• Task:
Please repeat the rows in the stretch from the line containing "If you could tag the door" through the end of the rows, requests included, and give nothing else. Scale every x and y coordinate in the answers by 0.5 and round to whole numbers with halves going up, but leave the requests and their format samples unchanged.

____________________

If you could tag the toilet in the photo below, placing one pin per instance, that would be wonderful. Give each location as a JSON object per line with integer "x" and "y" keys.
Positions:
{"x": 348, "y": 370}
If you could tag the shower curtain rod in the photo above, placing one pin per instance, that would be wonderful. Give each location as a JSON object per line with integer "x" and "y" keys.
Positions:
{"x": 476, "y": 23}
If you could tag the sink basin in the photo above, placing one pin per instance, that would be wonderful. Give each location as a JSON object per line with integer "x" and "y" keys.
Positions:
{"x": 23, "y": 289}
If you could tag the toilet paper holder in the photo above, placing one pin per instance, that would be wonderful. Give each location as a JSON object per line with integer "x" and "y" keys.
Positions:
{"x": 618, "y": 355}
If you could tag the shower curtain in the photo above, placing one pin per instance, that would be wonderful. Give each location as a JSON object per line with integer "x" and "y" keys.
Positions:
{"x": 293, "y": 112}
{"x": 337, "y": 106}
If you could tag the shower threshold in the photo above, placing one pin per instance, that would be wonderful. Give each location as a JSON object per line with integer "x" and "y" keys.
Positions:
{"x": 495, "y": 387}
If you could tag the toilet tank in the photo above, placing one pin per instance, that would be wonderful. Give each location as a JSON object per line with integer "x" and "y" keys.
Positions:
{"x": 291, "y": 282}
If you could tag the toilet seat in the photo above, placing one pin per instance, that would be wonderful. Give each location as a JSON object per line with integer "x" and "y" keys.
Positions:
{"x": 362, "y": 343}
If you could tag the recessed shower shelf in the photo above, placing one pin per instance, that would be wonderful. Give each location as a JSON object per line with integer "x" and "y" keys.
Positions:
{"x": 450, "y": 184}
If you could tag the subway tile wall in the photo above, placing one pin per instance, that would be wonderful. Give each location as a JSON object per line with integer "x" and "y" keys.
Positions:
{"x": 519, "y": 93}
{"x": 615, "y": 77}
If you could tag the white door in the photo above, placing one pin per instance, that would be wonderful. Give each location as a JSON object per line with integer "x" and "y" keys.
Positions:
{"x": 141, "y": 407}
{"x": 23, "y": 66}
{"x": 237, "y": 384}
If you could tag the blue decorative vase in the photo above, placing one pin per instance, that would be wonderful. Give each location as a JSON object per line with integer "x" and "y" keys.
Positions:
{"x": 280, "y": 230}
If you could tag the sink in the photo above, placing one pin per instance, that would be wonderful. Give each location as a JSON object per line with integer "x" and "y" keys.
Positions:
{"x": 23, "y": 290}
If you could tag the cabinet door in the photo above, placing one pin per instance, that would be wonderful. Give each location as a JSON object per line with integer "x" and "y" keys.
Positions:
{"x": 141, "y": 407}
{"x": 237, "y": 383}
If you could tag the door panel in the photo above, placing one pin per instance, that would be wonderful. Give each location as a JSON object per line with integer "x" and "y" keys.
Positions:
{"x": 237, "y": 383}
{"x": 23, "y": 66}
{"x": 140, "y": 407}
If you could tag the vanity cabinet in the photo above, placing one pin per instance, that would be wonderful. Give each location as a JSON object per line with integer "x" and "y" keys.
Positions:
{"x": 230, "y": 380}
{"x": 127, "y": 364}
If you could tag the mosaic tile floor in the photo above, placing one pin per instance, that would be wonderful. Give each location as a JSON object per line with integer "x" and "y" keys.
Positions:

____________________

• Answer:
If you could tag the door panel in the photo above, placing one pin per instance, that would be wonderful. Give each location as a JSON object per line with integer "x" and "y" keys.
Positions:
{"x": 119, "y": 192}
{"x": 12, "y": 33}
{"x": 70, "y": 204}
If you could tag the vanity cabinet in the photo above, placing one pin per instance, that would be wonderful. Give each location as a JSON object per line with integer "x" and "y" keys.
Positions:
{"x": 115, "y": 190}
{"x": 64, "y": 182}
If you could tag the mosaic tile floor in the photo above, placing one pin per instance, that would be wonderful. Give each location as a JSON object per line with integer "x" and "y" keys.
Positions:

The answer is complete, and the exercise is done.